| ENTRIES SHOWN |

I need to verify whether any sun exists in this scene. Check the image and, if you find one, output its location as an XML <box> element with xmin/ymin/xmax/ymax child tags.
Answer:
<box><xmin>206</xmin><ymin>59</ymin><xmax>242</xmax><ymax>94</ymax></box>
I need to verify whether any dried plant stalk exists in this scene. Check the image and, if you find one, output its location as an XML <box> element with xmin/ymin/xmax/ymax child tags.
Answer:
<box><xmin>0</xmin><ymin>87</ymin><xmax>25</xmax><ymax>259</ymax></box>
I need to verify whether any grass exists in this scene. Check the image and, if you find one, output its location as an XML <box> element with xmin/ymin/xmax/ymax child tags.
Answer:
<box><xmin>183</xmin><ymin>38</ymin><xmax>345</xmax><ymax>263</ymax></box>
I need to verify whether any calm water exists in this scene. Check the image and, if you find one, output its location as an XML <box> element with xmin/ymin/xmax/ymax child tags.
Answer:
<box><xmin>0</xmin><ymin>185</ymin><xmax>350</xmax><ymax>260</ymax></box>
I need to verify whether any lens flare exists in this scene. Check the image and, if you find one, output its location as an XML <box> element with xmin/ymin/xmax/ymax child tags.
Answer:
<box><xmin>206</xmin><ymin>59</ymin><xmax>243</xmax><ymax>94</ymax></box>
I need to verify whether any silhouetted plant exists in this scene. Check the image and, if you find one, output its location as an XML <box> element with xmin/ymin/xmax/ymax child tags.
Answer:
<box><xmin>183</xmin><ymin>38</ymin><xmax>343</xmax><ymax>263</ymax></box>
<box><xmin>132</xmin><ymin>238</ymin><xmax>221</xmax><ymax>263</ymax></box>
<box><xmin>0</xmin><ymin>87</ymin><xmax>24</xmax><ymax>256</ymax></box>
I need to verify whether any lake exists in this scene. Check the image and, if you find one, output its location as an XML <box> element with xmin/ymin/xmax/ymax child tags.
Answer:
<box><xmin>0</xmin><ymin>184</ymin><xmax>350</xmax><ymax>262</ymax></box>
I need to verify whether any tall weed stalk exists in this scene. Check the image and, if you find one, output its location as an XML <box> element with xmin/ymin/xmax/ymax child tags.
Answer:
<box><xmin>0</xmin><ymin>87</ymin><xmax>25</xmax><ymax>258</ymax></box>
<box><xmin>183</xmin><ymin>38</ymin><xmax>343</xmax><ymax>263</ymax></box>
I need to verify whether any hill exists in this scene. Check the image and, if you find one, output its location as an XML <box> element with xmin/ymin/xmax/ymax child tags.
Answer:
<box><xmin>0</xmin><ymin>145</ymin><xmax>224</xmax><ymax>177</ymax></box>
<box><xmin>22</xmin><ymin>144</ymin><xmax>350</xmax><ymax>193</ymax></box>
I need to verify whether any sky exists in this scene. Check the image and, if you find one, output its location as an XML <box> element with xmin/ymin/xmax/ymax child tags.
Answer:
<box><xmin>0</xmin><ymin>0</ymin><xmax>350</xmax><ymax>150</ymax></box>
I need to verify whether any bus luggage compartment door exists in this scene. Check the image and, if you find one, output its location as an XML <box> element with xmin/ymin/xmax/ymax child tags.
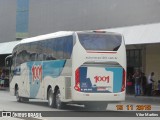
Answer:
<box><xmin>74</xmin><ymin>65</ymin><xmax>123</xmax><ymax>93</ymax></box>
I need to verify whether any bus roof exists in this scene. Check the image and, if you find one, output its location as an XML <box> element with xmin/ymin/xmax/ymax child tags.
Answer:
<box><xmin>19</xmin><ymin>30</ymin><xmax>120</xmax><ymax>44</ymax></box>
<box><xmin>19</xmin><ymin>31</ymin><xmax>74</xmax><ymax>44</ymax></box>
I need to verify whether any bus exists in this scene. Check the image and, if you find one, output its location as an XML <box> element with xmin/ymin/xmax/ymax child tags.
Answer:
<box><xmin>10</xmin><ymin>31</ymin><xmax>126</xmax><ymax>110</ymax></box>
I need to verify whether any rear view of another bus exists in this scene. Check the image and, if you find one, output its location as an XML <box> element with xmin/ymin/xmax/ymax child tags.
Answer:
<box><xmin>72</xmin><ymin>31</ymin><xmax>126</xmax><ymax>108</ymax></box>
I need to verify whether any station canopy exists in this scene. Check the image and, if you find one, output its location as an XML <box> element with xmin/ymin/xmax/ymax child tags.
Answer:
<box><xmin>105</xmin><ymin>23</ymin><xmax>160</xmax><ymax>45</ymax></box>
<box><xmin>0</xmin><ymin>41</ymin><xmax>19</xmax><ymax>55</ymax></box>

| REQUEST |
Which lines in the rows above contain the word "plant", matching case exactly? Pull out each such line in full.

| WRITTEN RESPONSE |
I need to verify whether any dried plant stalk exists in this scene. Check the image and, if you find one, output its location as an XML <box> element with xmin/ymin/xmax/ymax child tags.
I need to verify whether any silhouetted plant exists in this scene. Check the image and, if you find one, output its location as an XML <box> element with xmin/ymin/xmax/ymax child tags.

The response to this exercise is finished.